Task instructions
Copy out each line below that has the word "black" in it.

Data supplied

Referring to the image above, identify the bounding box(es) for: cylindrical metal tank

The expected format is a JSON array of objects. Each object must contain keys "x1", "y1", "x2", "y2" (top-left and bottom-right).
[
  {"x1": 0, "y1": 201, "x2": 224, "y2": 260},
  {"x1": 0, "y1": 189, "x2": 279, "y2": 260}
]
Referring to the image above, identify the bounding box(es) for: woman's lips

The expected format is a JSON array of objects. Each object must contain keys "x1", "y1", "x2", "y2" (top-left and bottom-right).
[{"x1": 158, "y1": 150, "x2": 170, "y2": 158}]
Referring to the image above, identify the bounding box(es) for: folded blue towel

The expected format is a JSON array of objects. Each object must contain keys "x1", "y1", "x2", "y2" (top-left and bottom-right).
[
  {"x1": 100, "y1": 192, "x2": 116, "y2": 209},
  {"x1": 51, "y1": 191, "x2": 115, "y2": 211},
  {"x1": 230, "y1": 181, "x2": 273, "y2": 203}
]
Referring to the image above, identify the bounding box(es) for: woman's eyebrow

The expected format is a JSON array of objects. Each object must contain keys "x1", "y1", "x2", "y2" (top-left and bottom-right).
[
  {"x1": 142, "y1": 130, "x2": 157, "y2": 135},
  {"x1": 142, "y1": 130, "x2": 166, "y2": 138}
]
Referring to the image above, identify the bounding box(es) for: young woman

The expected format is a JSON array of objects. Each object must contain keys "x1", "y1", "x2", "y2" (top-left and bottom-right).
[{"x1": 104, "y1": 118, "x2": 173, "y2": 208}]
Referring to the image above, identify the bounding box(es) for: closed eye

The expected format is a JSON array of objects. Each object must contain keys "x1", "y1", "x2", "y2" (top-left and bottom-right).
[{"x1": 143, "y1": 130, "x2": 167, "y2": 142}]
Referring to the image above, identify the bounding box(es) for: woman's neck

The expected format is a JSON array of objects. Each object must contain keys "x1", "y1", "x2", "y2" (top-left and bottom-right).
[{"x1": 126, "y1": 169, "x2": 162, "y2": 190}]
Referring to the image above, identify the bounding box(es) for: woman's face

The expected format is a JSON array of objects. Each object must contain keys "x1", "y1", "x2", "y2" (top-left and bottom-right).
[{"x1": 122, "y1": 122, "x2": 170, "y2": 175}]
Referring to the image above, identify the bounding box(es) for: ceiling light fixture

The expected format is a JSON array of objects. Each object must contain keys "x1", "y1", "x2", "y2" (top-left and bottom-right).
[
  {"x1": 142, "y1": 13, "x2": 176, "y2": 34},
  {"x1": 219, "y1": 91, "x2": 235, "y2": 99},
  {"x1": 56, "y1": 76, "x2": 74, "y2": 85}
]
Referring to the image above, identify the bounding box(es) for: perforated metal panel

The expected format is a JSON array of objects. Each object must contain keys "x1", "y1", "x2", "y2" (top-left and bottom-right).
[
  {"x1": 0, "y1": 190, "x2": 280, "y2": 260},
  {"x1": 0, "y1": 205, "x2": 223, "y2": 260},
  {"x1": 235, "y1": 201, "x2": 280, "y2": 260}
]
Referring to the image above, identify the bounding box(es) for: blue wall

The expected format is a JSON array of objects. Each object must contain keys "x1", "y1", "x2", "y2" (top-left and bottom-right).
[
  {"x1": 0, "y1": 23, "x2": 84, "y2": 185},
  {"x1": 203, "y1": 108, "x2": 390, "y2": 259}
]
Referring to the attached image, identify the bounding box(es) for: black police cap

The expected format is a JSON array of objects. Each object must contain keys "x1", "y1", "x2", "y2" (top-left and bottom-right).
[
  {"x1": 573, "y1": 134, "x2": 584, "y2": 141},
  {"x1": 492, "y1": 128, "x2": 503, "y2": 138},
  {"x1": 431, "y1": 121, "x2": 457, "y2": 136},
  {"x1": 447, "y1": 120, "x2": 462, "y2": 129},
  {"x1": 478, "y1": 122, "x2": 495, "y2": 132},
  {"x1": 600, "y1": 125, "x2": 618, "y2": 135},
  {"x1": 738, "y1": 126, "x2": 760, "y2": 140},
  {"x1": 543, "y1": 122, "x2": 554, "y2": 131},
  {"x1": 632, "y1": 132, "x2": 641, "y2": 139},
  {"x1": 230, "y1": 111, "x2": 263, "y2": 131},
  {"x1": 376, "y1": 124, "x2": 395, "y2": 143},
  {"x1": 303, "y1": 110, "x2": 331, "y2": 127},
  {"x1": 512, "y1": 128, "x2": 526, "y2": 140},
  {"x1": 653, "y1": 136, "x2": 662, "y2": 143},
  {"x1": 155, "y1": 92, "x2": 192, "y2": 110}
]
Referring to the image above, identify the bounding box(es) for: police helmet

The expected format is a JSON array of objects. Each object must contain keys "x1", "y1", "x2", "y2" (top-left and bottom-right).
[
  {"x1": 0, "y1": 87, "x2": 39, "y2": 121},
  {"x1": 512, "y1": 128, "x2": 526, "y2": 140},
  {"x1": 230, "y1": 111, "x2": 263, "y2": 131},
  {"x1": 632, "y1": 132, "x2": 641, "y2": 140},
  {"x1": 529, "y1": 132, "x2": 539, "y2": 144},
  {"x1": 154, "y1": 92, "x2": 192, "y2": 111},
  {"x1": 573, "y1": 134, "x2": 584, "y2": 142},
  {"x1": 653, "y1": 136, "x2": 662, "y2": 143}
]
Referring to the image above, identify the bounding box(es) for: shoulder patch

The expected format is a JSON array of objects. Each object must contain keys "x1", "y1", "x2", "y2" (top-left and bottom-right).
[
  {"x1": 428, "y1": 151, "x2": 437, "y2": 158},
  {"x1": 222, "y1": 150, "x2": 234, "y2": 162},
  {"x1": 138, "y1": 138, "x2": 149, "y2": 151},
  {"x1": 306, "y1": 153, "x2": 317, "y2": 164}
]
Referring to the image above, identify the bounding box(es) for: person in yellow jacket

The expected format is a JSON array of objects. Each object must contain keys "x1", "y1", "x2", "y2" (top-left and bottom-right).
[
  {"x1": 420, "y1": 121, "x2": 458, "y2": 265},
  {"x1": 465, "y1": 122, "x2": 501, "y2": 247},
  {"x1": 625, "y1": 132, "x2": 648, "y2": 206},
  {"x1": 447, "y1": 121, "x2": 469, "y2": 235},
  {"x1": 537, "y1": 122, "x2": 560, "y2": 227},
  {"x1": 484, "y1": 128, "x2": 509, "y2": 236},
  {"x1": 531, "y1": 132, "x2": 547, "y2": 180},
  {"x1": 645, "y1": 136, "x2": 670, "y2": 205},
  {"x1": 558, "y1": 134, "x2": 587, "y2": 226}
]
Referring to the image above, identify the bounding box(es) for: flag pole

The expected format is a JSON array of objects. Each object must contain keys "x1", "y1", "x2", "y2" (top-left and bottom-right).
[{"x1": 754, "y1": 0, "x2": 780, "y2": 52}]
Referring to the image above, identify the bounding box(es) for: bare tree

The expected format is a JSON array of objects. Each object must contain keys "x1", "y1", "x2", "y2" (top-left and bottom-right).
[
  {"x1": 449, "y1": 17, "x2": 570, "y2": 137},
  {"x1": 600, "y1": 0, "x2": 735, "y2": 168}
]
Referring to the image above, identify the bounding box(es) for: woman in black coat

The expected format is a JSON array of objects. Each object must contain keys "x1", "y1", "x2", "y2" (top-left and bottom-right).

Result below
Referring to the attached image, identify the bounding box(es) for: black police cap
Referring to the image above, identify the bounding box(es) for: woman in black coat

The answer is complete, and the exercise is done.